[Excerpts from a detection dataset]
---

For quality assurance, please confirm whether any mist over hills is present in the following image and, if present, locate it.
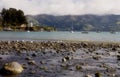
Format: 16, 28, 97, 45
26, 14, 120, 31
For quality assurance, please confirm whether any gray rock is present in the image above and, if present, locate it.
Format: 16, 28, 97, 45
3, 62, 23, 74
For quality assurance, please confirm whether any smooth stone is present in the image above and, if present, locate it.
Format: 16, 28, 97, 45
3, 62, 23, 74
85, 75, 92, 77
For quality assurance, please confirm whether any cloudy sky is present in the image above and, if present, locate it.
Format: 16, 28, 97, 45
0, 0, 120, 15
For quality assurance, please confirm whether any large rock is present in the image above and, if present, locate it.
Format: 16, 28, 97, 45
3, 62, 23, 74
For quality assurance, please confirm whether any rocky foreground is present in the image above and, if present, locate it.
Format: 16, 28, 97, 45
0, 40, 120, 77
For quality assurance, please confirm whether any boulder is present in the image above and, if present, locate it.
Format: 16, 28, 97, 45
2, 62, 23, 74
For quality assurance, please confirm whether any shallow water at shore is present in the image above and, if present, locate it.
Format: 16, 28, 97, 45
0, 31, 120, 42
0, 41, 120, 77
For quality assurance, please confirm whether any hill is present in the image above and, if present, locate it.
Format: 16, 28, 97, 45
28, 14, 120, 31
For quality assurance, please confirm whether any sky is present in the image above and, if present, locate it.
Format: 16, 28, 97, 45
0, 0, 120, 15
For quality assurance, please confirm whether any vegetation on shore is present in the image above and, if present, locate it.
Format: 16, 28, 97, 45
0, 8, 55, 31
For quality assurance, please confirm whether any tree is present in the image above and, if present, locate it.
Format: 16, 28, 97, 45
1, 8, 27, 27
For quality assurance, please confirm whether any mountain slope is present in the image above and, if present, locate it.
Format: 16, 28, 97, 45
27, 14, 120, 31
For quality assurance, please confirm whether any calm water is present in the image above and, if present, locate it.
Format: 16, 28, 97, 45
0, 31, 120, 42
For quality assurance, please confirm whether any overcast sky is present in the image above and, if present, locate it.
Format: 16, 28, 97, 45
0, 0, 120, 15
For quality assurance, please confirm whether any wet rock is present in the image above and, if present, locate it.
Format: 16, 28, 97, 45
75, 64, 82, 70
28, 60, 36, 65
85, 75, 92, 77
30, 70, 36, 74
95, 72, 102, 77
117, 55, 120, 60
32, 53, 37, 57
25, 57, 32, 60
93, 56, 101, 60
2, 62, 23, 74
62, 58, 67, 62
40, 61, 45, 64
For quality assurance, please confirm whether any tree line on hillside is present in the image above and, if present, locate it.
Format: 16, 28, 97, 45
33, 14, 120, 31
0, 8, 55, 31
1, 8, 27, 27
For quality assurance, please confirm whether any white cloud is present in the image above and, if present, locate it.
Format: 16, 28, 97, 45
0, 0, 120, 15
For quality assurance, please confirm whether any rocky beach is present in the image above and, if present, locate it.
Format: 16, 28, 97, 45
0, 40, 120, 77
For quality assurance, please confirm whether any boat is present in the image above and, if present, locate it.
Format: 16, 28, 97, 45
70, 31, 74, 33
110, 31, 116, 34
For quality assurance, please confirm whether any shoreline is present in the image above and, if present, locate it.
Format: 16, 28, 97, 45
0, 40, 120, 77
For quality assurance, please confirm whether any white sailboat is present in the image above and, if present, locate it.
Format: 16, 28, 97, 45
27, 22, 33, 32
70, 22, 74, 33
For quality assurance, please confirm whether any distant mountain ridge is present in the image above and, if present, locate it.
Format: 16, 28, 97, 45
26, 14, 120, 31
1, 14, 120, 31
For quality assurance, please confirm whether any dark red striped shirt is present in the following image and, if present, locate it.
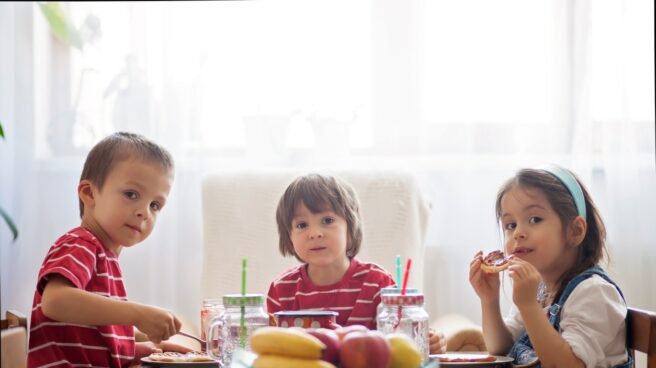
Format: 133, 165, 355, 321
27, 227, 134, 368
267, 259, 395, 329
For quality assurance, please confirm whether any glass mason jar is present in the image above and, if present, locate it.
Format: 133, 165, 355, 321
376, 286, 418, 316
376, 293, 429, 362
207, 294, 269, 367
200, 298, 224, 340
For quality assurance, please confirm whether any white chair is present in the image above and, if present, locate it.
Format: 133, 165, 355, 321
201, 170, 429, 304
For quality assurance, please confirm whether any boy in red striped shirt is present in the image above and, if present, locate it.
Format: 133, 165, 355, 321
267, 174, 446, 353
28, 133, 189, 367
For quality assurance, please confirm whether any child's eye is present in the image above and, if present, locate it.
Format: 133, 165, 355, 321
123, 191, 139, 199
321, 217, 335, 225
528, 216, 542, 224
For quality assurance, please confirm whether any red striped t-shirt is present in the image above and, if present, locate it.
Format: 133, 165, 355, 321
27, 227, 134, 368
267, 258, 395, 329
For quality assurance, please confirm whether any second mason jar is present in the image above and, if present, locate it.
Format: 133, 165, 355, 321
207, 294, 269, 367
376, 293, 429, 361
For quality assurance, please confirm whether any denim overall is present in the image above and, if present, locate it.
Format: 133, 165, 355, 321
507, 266, 633, 368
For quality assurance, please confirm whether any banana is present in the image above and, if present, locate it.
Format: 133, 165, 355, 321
253, 355, 335, 368
250, 326, 326, 359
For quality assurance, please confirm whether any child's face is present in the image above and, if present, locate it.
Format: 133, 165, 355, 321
501, 187, 576, 280
290, 203, 348, 266
83, 160, 173, 253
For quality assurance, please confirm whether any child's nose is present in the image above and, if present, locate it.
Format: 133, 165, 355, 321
137, 205, 150, 220
513, 226, 526, 240
310, 230, 323, 239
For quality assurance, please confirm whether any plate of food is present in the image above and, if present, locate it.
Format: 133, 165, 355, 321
141, 351, 219, 368
430, 353, 513, 368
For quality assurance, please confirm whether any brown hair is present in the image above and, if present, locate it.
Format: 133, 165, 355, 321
80, 132, 173, 217
276, 174, 362, 262
496, 169, 608, 301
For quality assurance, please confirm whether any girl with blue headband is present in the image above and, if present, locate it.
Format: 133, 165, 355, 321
469, 166, 632, 367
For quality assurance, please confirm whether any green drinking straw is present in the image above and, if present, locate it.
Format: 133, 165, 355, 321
239, 257, 246, 349
396, 255, 401, 287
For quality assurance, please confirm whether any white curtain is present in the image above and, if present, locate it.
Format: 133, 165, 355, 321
0, 0, 656, 334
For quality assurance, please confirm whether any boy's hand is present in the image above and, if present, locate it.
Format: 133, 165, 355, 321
469, 250, 501, 303
428, 328, 446, 354
134, 304, 182, 344
508, 257, 542, 308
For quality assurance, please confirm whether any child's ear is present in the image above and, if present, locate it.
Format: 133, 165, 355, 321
569, 216, 588, 246
77, 179, 95, 207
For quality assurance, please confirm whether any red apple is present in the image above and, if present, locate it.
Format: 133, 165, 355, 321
335, 325, 369, 342
339, 331, 391, 368
306, 328, 339, 365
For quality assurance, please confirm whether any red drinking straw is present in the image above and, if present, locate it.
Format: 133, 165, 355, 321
401, 258, 412, 295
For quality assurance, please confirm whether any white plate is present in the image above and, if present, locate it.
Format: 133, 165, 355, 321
141, 357, 219, 368
430, 353, 513, 368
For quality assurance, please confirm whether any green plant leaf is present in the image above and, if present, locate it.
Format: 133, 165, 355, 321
39, 1, 82, 50
0, 207, 18, 241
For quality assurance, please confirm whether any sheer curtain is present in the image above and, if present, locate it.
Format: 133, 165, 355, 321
0, 0, 656, 334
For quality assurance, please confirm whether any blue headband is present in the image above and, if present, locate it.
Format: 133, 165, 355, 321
539, 165, 587, 220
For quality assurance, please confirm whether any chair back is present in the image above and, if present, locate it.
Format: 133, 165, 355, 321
627, 307, 656, 368
0, 310, 27, 368
201, 170, 428, 306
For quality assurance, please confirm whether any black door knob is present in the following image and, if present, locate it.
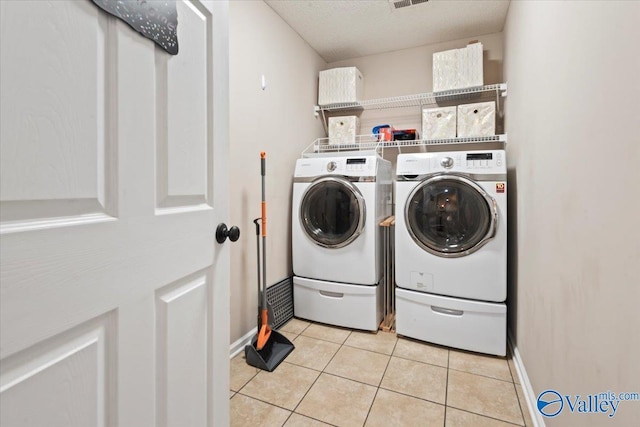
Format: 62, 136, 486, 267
216, 223, 240, 243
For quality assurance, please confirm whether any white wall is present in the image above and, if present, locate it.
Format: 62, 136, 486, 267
227, 1, 325, 342
327, 33, 503, 176
504, 1, 640, 426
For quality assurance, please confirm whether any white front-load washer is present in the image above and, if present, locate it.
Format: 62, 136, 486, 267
395, 150, 507, 355
291, 152, 392, 330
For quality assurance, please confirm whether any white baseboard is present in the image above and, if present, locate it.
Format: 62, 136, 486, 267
508, 333, 545, 427
229, 326, 258, 359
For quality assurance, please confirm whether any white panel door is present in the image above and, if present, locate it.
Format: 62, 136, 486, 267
0, 0, 231, 427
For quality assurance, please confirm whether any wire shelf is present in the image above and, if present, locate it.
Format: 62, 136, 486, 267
315, 83, 507, 112
302, 134, 507, 157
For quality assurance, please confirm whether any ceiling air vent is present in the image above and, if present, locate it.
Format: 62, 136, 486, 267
389, 0, 429, 9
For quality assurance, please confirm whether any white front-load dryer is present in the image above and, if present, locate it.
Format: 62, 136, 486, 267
291, 152, 392, 330
395, 150, 507, 355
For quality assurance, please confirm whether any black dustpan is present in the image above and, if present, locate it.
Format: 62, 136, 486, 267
244, 151, 295, 372
244, 330, 295, 372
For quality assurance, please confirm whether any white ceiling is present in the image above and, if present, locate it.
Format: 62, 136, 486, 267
265, 0, 510, 62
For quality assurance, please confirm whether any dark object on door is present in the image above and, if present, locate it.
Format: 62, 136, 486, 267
91, 0, 178, 55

---

**What you are asked to do:**
Transcribe the lines of the data above without any changes, beginning at the line that contains "For quality assurance, please confirm whether any boy in" and stopping after the line that contains "528, 216, 542, 224".

**Reply to the task:**
For quality assurance, please confirm whether any boy in red striped shirt is present in the image above and, if present, locate it.
Format: 133, 165, 355, 321
267, 174, 446, 353
28, 133, 189, 367
For quality assurance, please confirm whether any child's eye is present in the image above and, if present, locate it.
Format: 133, 165, 355, 321
123, 191, 139, 199
321, 217, 335, 225
528, 216, 542, 224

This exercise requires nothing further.